Texte cité:
·····

11.22.63 a donné à Stephen King l’opportunité d’aborder le voyage dans le temps, un sujet extrêmement porteur s’il en est, déjà au centre d’un grand nombre de bouquins, de films et de séries, qu’il allait falloir justifier et exploiter. Ici, Jake Epping, le personnage principal, ne se sert pas du portail temporel mis à sa disposition pour son propre compte mais pour prendre part à l’Histoire de son pays. Pour jouer un rôle primordial lui qui jusqu’ici, exerçait son métier d’enseignant tout en essayant de démêler le sac de nœuds qu’est devenue sa vie sentimentale. En pénétrant dans cet espèce de trou de ver, à l’arrière d’un restaurant (toujours cette proximité très ordinaire, habituelle chez King, qui s’oppose aux dispositifs s.f. plus courants dans le genre), Jake entend empêcher l’assassin de Kennedy (Oswald si c’est bien lui) d’accomplir sa tâche et ainsi modifier le cours des choses. Avec cette histoire, la série comme le roman avant elle, revisite tout un pan de la culture américaine en ressuscitant avec une minutie exemplaire les années 60 avec tout ce que cela sous-entend. La réalité du XXIème siècle est morne pour le héros, qui va trouver beaucoup plus qu’il ne le pensait au cœur d’un espace temps qui n’a jamais été le sien. La réflexion a quelque chose de profondément universel quand on y pense, indépendamment de l’arc narratif « Kennedy », car au fond, il y a ici une critique de notre temps, qui si elle n’est pas directe, demeure très pertinente pour autant. C’était mieux avant, mais… Car il y a toujours un mais. Dans le cas présent, il s’agit du temps « lui-même » qui ne se laisse pas manipuler à la guise du personnage central. Toute la série repose au fond sur la course contre la montre que livre Jake Epping. C’était déjà dans le livre et on le retrouve, sous une forme un peu modifiée, dans la série. Un show qui reste dans les clous imposés par King dans son premier acte mais qui, par la suite, prend le risque de prendre un peu la tangente et de s’éloigner. Pour mieux revenir ? Le révéler tiendrait probablement un peu du spoiler donc nous allons nous abstenir. Sachez simplement qu’à aucun moment l’adaptation n’est décevante. Le principal est là, que ce soit dans la progression de l’intrigue centrale ou dans la façon dont la série a d’amener l’histoire d’amour, touchante à souhait, entre James Franco et Sarah Gadon.
Même quand elle introduit un nouveau personnage, la série fait mouche. Tout ça car elle sait à quel moment se séparer du livre. Elle a conscience de la pertinence de ses choix et comprend qu’au fond, une adaptation n’est jamais aussi réussie que quand elle ne se contente pas de calquer son modèle jusque dans les moindres détails. Alors oui, parfois, on a un peu peur mais très vite, tout rentre dans l’ordre.

·····

Données fournies:
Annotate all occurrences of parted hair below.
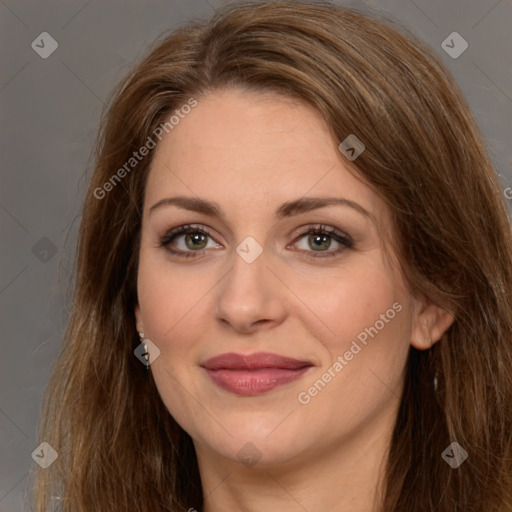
[33,1,512,512]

·····

Questions de l'exercice:
**1)** D'après la critique de la série 11.22.63, où se trouve le portail temporel qu'emprunte Jake Epping ?
**2)** Reprenez la critique de la série 11.22.63 juste après sa dernière phrase et poursuivez-la.

Réponses attendues:
**1)** À l'arrière d'un restaurant.

**2)**
Au fond, la seule chose qu’on pourrait reprocher à 11.22.63 c’est de parfois se perdre un peu en digressions inutiles. Notamment dans la phase d’observation, quand Epping et son acolyte surveillent de près Lee Harvey Oswald. Des moments de flottement qui offrent par contre quelques respirations parfois bienvenues et qui se voient justifiés par la suite. L’unité du scénario de la série n’est pas aussi flagrante que celle du livre. Ce que ne manqueront pas de souligner ceux qui l’ont lu. Mais au fond, ce n’est pas si grave, tant la série s’envisage dans sa globalité, parvenant à la fin, à justifier la somme de ses décisions, y compris celles qu’on pourrait assimiler à de petites fautes de goût ou à des maladresses.
Et puis il y a les acteurs. Le casting est tellement judicieux et inspiré, qu’il suffit à gommer les rares défauts inhérents au développement de l’intrigue. Car avec peut-être deux épisodes de moins, 11.22.63 n’aurait souffert d’aucun travers majeur. Cela dit, pour revenir aux acteurs, force est de reconnaître qu’ils sont parfaits. À commencer forcément par James Franco. Un type dont l’omniprésence et la forte personnalité ont peut-être tendance à nous faire oublier à quel point il est bon et concerné. De quasiment tous les plans, il capte l’essence de son rôle et nous gratifie d’une performance riche en nuances qui contribue largement à faire de cette adaptation une partition de haut vol. En face, Sarah Gadon fait montre d’une présence solaire unique. D’une beauté cristalline à couper le souffle, elle impose avec grâce son personnage, qui prend du coup une importance accrue, notamment en dispensant une émotion que Franco nourrit à son tour, pour toucher au vif. George Mackay, nouveau talent à suivre de très près, fait aussi très fort, lui qui campe la pièce rapportée de l’intrigue, tout comme le toujours irréprochable Chris Cooper, magnétique au possible.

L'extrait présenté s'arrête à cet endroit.